:: EXERCISE MATERIALS ::

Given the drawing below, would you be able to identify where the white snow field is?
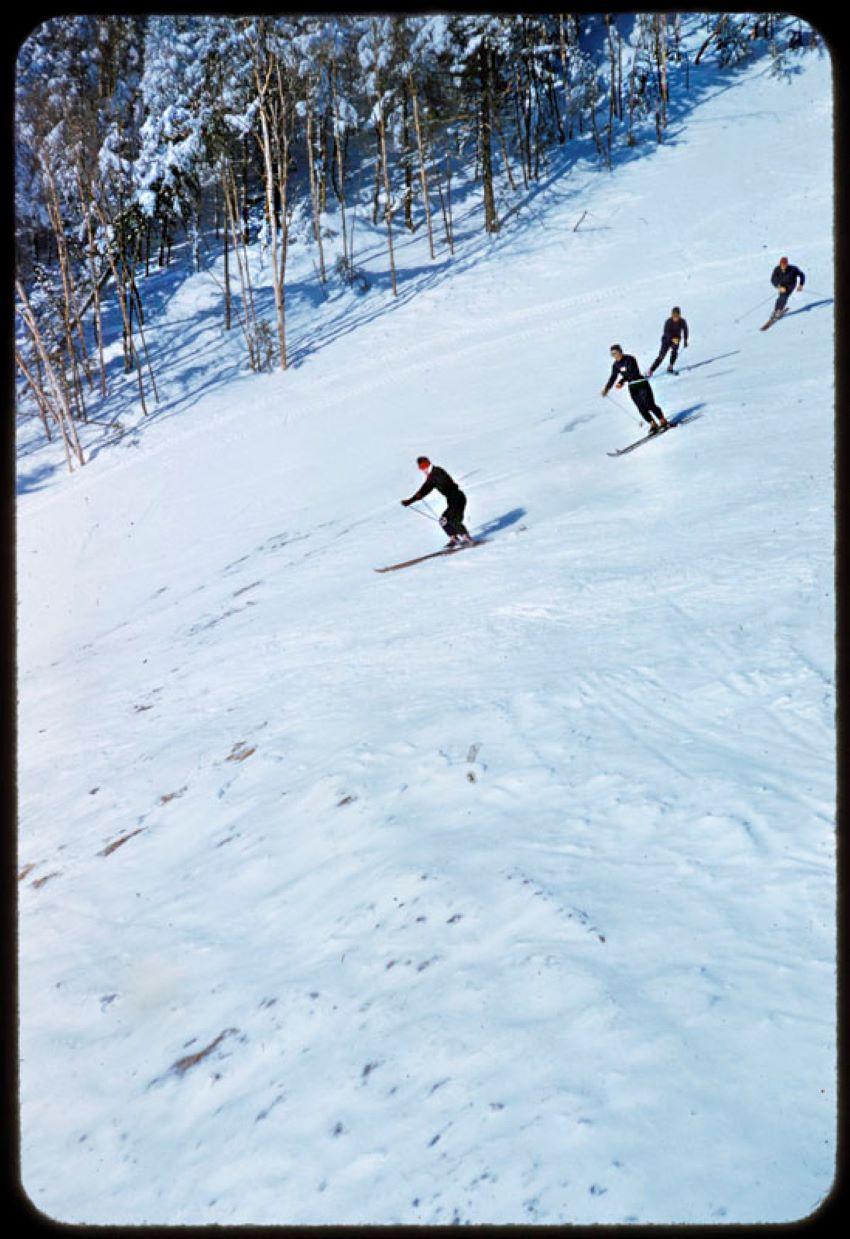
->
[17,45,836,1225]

:::
:: EXERCISE MATERIALS ::

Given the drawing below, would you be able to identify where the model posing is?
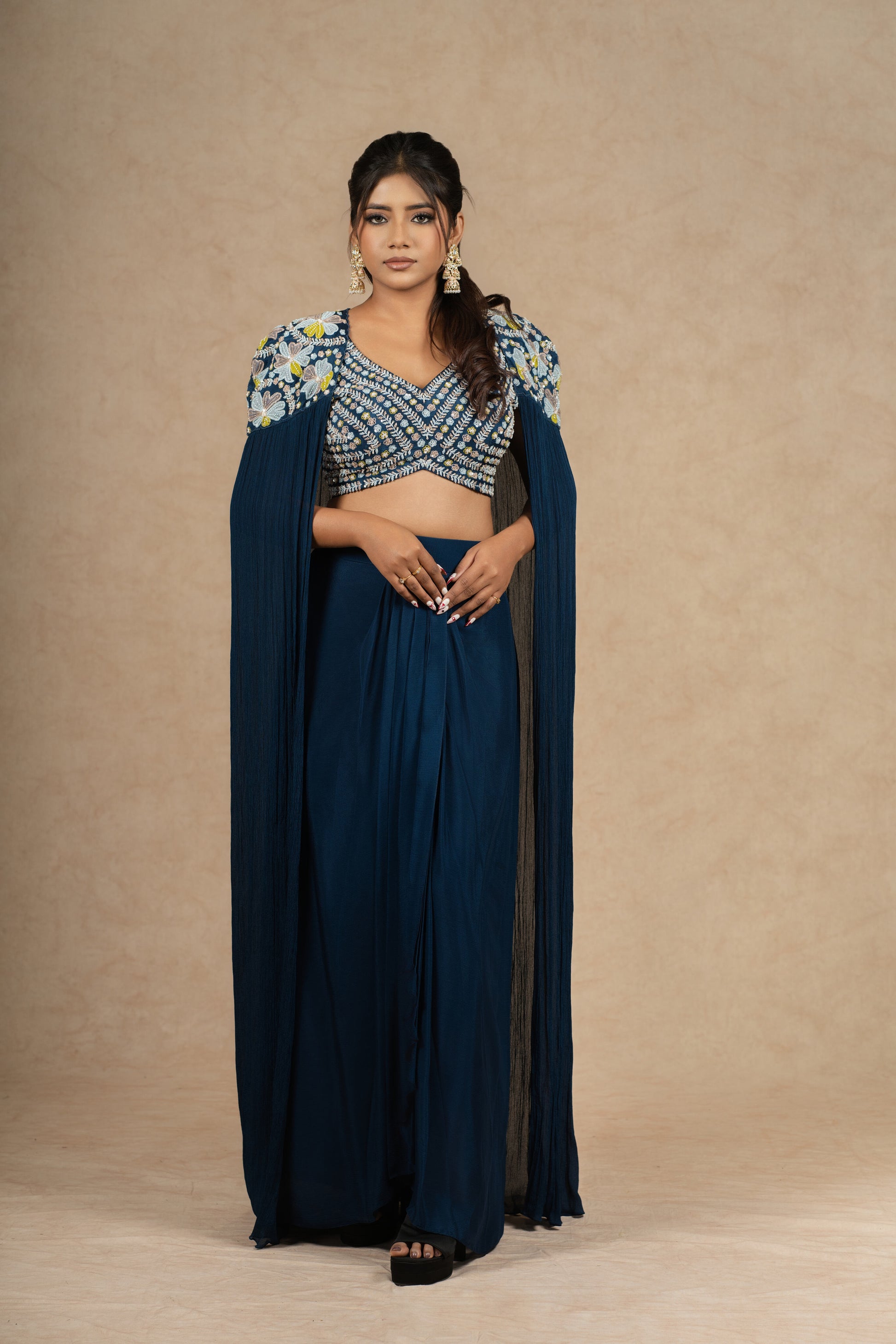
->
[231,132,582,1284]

:::
:: EXERCISE MATERIALS ::

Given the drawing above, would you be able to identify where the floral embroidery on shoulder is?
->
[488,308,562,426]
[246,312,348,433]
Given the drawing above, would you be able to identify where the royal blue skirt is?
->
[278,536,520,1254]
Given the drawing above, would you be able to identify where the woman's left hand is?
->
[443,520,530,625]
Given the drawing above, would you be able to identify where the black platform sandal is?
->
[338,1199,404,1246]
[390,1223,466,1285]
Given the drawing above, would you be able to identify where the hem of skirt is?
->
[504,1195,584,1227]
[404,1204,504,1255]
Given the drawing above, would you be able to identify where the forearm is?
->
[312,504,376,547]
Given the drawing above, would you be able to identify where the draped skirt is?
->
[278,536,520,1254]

:::

GIVEN REQUEST | Repeat the lines from the line with "snow field is?" up to and including the line with "[17,45,836,1225]", swapping "white" for "pale" and changing nothing else. Leave the picture out of your answer.

SOLUTION TO THE EXERCISE |
Given the drawing below, would you be able to identify where the pale snow field is?
->
[17,45,836,1225]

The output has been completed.